> **Selected passage**
--- --- ---

GPU plot generator v4.1.1 (Win/Linux)



  • Hey guys,

    Has anyone else had an issue with gpuPlotGenerator where in buffer mode it will start by using pretty much 100% of my GPU (which is what I want) at around 30k-50k nonces/minute and then it drops to around 12k nonces/minute. Sometimes it will stay at the higher amount and I can get 1TB plotted in an hour or less. Other times it drops down and only utilizes my gpu around 17%. It's weird that this doesn't happen all the time and I was wondering if anyone else had this problem.

    Also I have a MSI Gaming X RX 480 8GB GPU.

    My devices txt is:
    0 0 8096 64 8192

    My Batch file looks like this:
    gpuPlotGenerator.exe generate buffer j:\Burst\plots\3817333640460646654_1026441216_4091904_36864
    0_1488893107768_gpu.png

    As you can see there are a couple spikes here and there, but it is barely using my GPU.

    The only gain I have managed to get so far is running gpuPlotgenerator as admin and I seemed to get a gain 23%-27% percent utilization of my gpu and and 18k-20k nonces/minute.

    Any help would be greatly appreciated!


  • admin

    @KB-Bountyhunter Plotgenerator can only generate plots as fast as your drive can write them, it starts with 30-50k cause they are generated in memory ... once writing to disk, the rate may drop to the write speed of your drive ... you could plot to multiple drives at once to increase plotting speed.



  • Hi.

    I've been using Xplotter for some time, but recently got a RX480 card.

    One feature I loved about the Xplotter was, that if you set the nonce number to 0, then it will calculate the biggest plotfile, and fill the drive completely..

    Will this be a feature in a future update.

    And maybe an argument to automaticaly split the file, that would also be great.



  • mah, idk I tried ploting with HD6870 but system start to freeze.



  • Hi,

    is this project still being developed?
    I'm not really good at C++ since most of my work is based on Java but i think there are still some points that could be improved. I looked at my gpu and hdd usages and found it very odd to have like 50% average gpu usage and 50% average hdd usage becase generation and writing are not done in parallel...

    For example it should be possible to add two features:

    1. hybrid mode, which does fill a part of the hdd (like direct mode does for the full plot size) while the gpu calculates the plot and then write it
    2. reserve twice (4x?) as much system ram then generate part after part (keeps the gpu running all the time) while the hdd writes those parts


  • @tco42 i think in most cases gpu will be much faster in generating than the data write speed of hdd, so it would still sit idle



  • yeah, thats a part of the problem... lets say your gpu generates 24,000 nonce/min (equals 100mb/s) and your hdd can write 100mb/s so 1tb should take about 10,000 seconds in reality it looks like that (of example at 4gb stagger size):

    • gpu generates 4gb of data in 40 seconds
    • hdd writes 4gb of data in 40 seconds
    • gpu generates 2. set of 4gb of data in 40 seconds
    • hdd writes 2. set of 4gb of data in 40 seconds
      etc.

--- --- ---

> **Given information**
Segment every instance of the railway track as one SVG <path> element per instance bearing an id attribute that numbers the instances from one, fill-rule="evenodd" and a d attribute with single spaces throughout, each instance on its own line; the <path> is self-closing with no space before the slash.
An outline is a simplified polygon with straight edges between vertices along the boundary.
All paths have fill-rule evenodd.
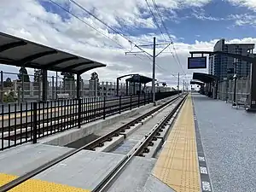
<path id="1" fill-rule="evenodd" d="M 0 192 L 8 191 L 8 190 L 21 184 L 22 183 L 24 183 L 26 180 L 32 178 L 32 177 L 38 175 L 38 173 L 49 169 L 49 167 L 58 164 L 59 162 L 73 156 L 73 154 L 79 153 L 79 151 L 81 151 L 83 149 L 95 150 L 96 148 L 104 146 L 104 143 L 111 141 L 113 137 L 117 137 L 118 135 L 122 134 L 122 132 L 125 131 L 125 130 L 130 129 L 132 125 L 135 125 L 138 122 L 142 122 L 143 119 L 147 119 L 147 117 L 148 117 L 149 115 L 152 115 L 154 113 L 157 113 L 160 109 L 173 103 L 175 101 L 179 100 L 178 103 L 174 107 L 174 108 L 167 115 L 166 115 L 163 118 L 163 119 L 161 119 L 159 122 L 159 124 L 157 124 L 157 125 L 154 126 L 148 135 L 145 136 L 145 138 L 143 141 L 142 141 L 140 143 L 138 143 L 139 144 L 138 147 L 137 148 L 135 148 L 134 151 L 129 152 L 126 154 L 124 160 L 122 160 L 118 165 L 118 166 L 116 166 L 112 171 L 111 174 L 108 174 L 108 176 L 102 180 L 101 184 L 99 184 L 97 186 L 97 188 L 93 190 L 95 192 L 105 191 L 106 189 L 109 187 L 110 183 L 112 183 L 113 182 L 113 180 L 116 178 L 118 174 L 119 174 L 121 172 L 121 171 L 129 164 L 129 162 L 131 161 L 131 160 L 133 157 L 144 156 L 144 154 L 148 152 L 148 147 L 152 146 L 152 144 L 153 144 L 152 142 L 154 141 L 155 139 L 157 139 L 156 137 L 158 136 L 158 134 L 162 131 L 162 130 L 165 128 L 165 126 L 167 123 L 170 123 L 169 121 L 171 120 L 172 117 L 173 116 L 173 114 L 175 113 L 177 113 L 177 109 L 182 106 L 182 104 L 185 101 L 185 98 L 186 98 L 186 95 L 177 96 L 177 97 L 172 99 L 171 101 L 162 104 L 161 106 L 154 108 L 150 112 L 148 112 L 147 113 L 139 116 L 136 119 L 134 119 L 131 122 L 128 122 L 127 124 L 120 126 L 119 128 L 111 131 L 110 133 L 108 133 L 108 134 L 94 140 L 93 142 L 82 146 L 79 148 L 69 151 L 69 152 L 40 166 L 39 167 L 26 173 L 25 175 L 20 176 L 20 177 L 17 177 L 16 179 L 1 186 Z"/>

--- --- ---

> **Given request**
Answer these questions from the GPU plot generator thread:
1. In the admin's reply, why does plotting start at 30-50k nonces/minute?
2. What Xplotter behavior did the user who recently got an RX480 card like?
3. In the stagger-size example, what write speed is 24,000 nonce/min said to equal?

> **Exercise solution**
1. It starts at that rate because the plots are generated in memory.
2. If the nonce number is set to 0, Xplotter calculates the biggest plotfile and fills the drive completely.
3. It equals 100mb/s.